§ **Your assignment**
Within the entries below, find the portion that opens with the line containing "Query: autumn tree" and closes with the line containing "The service SHOULD place a point on the vermilion". Retype that portion exactly and only.

==*==

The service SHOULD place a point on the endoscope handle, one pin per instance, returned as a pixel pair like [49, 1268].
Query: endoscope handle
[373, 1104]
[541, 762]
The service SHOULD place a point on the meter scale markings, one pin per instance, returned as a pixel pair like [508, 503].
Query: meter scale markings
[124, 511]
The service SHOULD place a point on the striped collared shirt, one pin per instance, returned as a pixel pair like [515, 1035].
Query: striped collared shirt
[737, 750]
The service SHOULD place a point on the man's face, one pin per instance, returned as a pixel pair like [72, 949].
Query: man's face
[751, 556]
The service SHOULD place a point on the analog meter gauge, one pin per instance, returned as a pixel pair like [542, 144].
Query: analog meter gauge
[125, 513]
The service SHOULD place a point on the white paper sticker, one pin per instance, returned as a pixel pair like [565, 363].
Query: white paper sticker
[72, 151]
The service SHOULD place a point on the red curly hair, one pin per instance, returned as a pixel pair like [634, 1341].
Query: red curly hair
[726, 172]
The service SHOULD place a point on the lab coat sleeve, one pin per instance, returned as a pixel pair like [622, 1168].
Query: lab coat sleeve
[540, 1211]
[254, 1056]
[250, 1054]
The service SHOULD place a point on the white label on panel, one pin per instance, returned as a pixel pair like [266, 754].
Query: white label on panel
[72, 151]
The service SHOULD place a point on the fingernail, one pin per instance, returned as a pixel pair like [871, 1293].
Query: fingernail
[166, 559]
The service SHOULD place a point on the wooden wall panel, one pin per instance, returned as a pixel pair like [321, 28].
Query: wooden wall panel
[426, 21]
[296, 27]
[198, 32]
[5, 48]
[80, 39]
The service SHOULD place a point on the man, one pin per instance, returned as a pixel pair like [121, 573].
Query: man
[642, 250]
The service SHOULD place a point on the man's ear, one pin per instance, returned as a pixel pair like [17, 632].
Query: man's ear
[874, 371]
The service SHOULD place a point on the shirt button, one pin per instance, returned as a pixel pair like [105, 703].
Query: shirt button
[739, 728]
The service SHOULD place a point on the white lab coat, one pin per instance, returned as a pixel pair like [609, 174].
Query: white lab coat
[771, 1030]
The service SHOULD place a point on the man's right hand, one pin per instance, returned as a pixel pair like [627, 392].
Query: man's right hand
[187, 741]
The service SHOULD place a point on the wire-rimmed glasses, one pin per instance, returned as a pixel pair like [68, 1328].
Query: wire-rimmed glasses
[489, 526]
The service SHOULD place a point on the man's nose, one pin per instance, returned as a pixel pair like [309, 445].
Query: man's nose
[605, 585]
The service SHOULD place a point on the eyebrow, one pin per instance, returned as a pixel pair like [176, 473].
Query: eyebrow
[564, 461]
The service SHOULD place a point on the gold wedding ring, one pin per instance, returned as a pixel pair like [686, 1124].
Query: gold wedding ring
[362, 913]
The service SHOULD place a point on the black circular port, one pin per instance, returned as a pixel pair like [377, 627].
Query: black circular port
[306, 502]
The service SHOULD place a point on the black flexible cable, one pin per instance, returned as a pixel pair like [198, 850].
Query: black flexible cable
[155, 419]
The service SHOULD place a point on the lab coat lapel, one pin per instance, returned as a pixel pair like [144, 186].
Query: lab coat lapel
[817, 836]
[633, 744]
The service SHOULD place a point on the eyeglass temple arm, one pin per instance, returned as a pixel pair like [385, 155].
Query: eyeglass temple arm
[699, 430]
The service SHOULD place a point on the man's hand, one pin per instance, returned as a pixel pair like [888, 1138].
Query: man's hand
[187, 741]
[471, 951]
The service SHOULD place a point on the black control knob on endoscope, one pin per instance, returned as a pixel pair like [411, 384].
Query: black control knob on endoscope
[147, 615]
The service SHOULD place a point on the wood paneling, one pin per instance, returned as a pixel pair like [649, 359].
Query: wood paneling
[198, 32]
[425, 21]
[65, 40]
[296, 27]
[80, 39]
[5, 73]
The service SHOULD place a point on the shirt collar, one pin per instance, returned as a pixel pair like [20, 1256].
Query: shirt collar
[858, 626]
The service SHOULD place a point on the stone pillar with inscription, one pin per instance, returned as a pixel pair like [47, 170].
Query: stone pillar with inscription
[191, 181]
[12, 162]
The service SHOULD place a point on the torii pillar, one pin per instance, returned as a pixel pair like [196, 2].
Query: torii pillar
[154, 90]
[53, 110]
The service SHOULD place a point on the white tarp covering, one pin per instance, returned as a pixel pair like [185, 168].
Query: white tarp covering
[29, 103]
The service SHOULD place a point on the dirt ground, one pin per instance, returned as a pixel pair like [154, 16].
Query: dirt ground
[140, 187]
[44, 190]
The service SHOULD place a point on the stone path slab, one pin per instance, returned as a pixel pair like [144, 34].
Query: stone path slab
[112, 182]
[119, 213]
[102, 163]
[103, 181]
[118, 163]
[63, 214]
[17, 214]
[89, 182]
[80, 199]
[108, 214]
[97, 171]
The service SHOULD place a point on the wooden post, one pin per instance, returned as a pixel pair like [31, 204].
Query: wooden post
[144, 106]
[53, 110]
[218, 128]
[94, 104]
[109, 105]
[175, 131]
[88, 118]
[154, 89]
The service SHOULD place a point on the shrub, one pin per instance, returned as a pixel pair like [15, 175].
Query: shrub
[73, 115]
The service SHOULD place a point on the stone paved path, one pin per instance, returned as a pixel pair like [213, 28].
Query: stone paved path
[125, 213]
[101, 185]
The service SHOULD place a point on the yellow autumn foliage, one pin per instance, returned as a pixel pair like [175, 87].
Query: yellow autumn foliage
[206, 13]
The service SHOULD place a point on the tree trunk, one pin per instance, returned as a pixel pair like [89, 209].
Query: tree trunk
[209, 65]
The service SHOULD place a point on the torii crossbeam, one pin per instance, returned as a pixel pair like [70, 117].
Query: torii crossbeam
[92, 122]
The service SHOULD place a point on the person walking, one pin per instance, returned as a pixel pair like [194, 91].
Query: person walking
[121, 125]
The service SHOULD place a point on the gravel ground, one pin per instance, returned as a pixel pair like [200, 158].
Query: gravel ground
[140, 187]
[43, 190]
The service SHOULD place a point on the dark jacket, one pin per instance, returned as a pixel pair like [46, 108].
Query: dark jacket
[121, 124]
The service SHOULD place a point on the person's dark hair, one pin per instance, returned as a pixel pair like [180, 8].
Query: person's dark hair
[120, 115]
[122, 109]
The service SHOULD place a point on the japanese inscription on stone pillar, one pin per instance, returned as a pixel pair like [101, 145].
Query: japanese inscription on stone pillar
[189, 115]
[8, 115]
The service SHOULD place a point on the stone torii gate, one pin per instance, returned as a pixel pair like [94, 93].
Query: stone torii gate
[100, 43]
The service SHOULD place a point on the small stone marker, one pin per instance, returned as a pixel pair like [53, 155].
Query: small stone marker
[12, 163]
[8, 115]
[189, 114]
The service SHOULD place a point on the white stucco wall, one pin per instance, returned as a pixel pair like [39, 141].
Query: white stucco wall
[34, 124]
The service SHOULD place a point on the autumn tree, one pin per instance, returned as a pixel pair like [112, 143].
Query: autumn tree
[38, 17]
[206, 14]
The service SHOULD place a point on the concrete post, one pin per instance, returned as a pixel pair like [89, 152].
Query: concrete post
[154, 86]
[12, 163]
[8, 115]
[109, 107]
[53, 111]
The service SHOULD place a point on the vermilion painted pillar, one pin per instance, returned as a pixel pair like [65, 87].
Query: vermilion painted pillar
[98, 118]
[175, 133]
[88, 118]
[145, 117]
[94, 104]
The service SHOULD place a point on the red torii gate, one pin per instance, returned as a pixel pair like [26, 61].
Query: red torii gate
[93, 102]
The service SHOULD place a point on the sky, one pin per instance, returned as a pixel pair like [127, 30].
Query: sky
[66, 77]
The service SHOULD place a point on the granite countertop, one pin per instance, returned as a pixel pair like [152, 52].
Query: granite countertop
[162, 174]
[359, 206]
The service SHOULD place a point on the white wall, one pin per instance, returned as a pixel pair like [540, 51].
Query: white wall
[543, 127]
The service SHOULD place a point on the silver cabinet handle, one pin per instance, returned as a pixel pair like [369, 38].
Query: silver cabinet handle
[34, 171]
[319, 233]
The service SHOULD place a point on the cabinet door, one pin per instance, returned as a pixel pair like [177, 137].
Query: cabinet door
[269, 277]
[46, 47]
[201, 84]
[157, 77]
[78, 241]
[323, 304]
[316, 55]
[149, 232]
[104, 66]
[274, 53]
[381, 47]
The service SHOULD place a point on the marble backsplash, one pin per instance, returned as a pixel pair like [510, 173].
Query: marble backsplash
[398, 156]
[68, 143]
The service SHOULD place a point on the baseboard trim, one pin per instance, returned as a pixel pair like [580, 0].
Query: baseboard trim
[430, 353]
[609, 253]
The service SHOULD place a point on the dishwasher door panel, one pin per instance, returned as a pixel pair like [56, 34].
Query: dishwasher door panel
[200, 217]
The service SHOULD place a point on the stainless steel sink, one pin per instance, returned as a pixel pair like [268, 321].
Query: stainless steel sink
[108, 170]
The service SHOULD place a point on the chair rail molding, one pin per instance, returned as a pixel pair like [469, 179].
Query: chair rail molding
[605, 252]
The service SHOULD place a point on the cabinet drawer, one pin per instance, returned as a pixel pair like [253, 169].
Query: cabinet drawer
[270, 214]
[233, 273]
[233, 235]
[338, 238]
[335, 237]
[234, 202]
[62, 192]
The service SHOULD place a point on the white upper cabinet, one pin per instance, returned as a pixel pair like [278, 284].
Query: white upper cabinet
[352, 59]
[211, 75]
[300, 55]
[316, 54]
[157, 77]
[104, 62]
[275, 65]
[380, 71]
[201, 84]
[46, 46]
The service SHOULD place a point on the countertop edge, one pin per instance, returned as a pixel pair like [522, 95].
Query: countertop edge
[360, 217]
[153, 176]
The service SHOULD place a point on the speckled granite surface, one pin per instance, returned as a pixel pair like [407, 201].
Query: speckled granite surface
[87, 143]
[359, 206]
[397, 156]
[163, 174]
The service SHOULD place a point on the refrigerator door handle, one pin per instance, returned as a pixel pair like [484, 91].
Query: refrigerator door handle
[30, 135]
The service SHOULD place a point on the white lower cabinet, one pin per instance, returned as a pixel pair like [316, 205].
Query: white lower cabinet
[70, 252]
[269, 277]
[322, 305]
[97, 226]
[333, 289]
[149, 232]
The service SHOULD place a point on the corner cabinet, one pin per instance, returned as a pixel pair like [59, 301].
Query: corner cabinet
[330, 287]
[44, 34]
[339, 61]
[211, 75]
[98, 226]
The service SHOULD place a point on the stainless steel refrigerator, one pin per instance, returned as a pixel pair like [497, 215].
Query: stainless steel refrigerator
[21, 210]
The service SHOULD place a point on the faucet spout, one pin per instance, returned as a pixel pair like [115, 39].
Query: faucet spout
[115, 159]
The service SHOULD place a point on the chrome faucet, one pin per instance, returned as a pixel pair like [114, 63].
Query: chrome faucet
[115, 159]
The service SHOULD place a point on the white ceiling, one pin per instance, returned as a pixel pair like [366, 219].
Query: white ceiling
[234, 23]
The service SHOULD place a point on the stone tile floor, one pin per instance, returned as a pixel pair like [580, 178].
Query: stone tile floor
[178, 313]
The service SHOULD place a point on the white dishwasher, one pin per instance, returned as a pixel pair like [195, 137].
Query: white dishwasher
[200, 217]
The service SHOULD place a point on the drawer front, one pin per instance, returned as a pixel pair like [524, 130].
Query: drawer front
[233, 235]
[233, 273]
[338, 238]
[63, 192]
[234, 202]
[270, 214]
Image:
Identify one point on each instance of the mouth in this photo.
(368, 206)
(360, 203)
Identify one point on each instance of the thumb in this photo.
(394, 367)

==*==

§ **Solution below**
Query: autumn tree
[38, 17]
[206, 14]
The service SHOULD place a point on the concrete post, one pin per instance, returned as a pixel pair like [89, 152].
Query: concrete post
[154, 86]
[12, 163]
[8, 115]
[109, 107]
[53, 111]
The service SHOULD place a point on the vermilion painted pillar, one pin per instance, returned as a pixel pair like [65, 87].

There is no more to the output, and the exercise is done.